## JEU DE DONNÉES
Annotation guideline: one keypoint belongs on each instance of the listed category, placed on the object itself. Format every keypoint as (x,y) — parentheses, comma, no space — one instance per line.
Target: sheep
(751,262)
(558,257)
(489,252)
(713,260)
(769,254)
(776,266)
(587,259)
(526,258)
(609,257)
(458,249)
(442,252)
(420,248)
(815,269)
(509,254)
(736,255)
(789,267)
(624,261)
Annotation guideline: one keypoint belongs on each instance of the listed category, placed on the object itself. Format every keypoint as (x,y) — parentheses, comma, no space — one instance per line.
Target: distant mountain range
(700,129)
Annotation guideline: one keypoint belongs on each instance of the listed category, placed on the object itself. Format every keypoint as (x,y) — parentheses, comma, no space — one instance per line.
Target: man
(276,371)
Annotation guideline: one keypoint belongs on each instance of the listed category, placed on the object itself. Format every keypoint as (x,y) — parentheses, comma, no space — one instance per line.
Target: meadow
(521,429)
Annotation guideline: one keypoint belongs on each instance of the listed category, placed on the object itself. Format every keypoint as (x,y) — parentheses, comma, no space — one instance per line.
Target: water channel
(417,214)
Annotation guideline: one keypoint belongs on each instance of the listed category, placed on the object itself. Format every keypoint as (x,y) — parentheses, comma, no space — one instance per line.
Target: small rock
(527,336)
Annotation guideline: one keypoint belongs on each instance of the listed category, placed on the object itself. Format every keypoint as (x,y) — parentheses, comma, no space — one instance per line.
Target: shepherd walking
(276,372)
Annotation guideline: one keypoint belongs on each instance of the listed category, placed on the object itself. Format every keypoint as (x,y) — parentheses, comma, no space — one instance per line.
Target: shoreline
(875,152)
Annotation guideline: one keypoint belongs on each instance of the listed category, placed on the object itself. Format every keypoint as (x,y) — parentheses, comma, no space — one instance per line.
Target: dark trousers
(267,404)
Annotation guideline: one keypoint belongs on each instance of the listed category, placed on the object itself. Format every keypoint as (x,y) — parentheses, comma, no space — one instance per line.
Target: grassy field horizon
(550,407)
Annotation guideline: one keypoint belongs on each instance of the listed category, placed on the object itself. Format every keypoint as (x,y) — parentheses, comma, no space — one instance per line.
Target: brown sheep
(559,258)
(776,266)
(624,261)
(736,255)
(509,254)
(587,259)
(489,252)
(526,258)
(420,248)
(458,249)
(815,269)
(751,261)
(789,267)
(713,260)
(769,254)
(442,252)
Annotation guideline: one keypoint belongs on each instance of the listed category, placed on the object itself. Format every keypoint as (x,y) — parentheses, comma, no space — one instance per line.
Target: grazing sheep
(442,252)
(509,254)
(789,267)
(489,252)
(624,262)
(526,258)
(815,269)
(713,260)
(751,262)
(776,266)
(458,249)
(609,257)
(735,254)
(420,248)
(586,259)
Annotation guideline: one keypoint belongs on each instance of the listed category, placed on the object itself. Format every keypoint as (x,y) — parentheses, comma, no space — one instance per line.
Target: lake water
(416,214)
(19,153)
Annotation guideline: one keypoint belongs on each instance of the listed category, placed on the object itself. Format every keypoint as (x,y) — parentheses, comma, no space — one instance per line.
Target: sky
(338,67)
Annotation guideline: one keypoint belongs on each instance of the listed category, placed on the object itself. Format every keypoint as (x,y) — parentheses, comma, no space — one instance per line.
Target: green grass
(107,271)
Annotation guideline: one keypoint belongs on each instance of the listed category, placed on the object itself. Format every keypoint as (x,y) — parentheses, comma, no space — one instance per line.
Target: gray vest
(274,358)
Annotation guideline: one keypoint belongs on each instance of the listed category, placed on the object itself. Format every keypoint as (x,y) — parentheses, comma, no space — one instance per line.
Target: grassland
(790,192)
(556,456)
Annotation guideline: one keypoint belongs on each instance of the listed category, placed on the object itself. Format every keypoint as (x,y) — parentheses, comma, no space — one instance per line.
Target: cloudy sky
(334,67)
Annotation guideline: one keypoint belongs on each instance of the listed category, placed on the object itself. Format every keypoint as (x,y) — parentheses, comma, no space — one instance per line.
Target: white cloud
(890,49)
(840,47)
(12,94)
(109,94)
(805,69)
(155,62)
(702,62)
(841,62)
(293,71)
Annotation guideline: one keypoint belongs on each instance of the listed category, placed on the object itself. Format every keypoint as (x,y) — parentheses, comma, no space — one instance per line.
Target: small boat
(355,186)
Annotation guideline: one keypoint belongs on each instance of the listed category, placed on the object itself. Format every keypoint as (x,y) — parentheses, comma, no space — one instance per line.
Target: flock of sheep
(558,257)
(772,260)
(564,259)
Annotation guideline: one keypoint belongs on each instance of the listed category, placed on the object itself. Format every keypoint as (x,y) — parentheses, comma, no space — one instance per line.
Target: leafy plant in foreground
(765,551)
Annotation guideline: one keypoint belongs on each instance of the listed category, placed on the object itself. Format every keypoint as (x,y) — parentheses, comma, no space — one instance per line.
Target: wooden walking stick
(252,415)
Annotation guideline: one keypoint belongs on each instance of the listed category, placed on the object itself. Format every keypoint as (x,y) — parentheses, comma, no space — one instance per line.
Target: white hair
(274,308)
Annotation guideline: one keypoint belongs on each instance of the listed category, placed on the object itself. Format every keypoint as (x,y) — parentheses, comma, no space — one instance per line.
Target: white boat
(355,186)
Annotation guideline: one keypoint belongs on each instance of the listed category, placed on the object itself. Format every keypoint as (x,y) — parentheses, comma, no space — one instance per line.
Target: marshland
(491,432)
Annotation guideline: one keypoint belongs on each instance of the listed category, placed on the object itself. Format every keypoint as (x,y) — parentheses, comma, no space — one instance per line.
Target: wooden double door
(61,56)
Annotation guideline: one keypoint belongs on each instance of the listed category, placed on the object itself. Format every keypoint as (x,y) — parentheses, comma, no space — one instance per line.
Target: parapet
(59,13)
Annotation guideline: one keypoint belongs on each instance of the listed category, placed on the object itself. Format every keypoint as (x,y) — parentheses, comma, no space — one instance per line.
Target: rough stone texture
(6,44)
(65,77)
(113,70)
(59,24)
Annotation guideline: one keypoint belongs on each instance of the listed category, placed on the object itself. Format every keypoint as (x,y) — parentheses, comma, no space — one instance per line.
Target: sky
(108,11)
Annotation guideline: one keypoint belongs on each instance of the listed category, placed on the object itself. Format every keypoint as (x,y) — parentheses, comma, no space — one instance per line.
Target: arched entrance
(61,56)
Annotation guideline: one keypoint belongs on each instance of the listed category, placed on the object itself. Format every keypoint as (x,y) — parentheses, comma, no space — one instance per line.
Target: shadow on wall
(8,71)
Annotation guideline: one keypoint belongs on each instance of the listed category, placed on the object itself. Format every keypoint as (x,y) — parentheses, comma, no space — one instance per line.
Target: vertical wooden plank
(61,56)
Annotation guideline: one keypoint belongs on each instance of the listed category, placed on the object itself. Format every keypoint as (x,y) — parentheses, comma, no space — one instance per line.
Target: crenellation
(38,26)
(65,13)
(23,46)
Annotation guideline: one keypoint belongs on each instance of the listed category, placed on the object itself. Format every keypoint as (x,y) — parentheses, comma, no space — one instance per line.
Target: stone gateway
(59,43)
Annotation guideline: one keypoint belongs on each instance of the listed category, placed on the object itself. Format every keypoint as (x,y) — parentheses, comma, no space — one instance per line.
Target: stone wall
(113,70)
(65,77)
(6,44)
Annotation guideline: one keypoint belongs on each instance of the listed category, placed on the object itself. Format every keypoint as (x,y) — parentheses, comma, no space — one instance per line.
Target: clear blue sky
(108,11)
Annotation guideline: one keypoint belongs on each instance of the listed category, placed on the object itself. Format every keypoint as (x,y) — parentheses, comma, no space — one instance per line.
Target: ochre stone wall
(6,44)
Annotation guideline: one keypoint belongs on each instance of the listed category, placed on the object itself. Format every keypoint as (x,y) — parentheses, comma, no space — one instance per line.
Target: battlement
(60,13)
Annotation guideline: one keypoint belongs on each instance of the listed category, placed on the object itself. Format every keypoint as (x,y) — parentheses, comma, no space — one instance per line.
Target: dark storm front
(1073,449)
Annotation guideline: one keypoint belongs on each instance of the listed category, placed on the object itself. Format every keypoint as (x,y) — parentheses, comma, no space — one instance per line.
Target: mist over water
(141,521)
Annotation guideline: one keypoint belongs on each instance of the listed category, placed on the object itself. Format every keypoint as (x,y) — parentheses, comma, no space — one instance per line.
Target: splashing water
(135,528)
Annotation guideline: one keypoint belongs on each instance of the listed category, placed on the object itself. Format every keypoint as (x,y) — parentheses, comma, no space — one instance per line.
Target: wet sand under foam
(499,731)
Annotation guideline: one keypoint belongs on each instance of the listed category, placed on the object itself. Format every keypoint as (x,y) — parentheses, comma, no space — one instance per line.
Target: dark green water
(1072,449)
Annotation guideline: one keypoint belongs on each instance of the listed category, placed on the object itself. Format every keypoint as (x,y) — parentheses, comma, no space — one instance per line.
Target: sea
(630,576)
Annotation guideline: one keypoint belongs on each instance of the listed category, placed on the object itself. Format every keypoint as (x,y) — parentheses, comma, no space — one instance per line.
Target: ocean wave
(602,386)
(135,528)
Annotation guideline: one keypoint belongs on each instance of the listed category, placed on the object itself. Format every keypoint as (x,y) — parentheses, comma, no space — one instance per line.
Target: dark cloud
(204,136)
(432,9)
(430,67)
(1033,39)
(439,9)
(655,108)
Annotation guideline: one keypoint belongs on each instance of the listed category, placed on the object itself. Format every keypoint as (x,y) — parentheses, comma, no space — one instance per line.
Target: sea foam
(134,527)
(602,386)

## VOTRE TÂCHE
Parmi les entrées ci-dessus, ne gardez que les lignes où figure le mot « water » et recopiez-les.

## RÉSULTAT ATTENDU
Target: water channel
Target: lake water
Target: mist over water
Target: splashing water
Target: dark green water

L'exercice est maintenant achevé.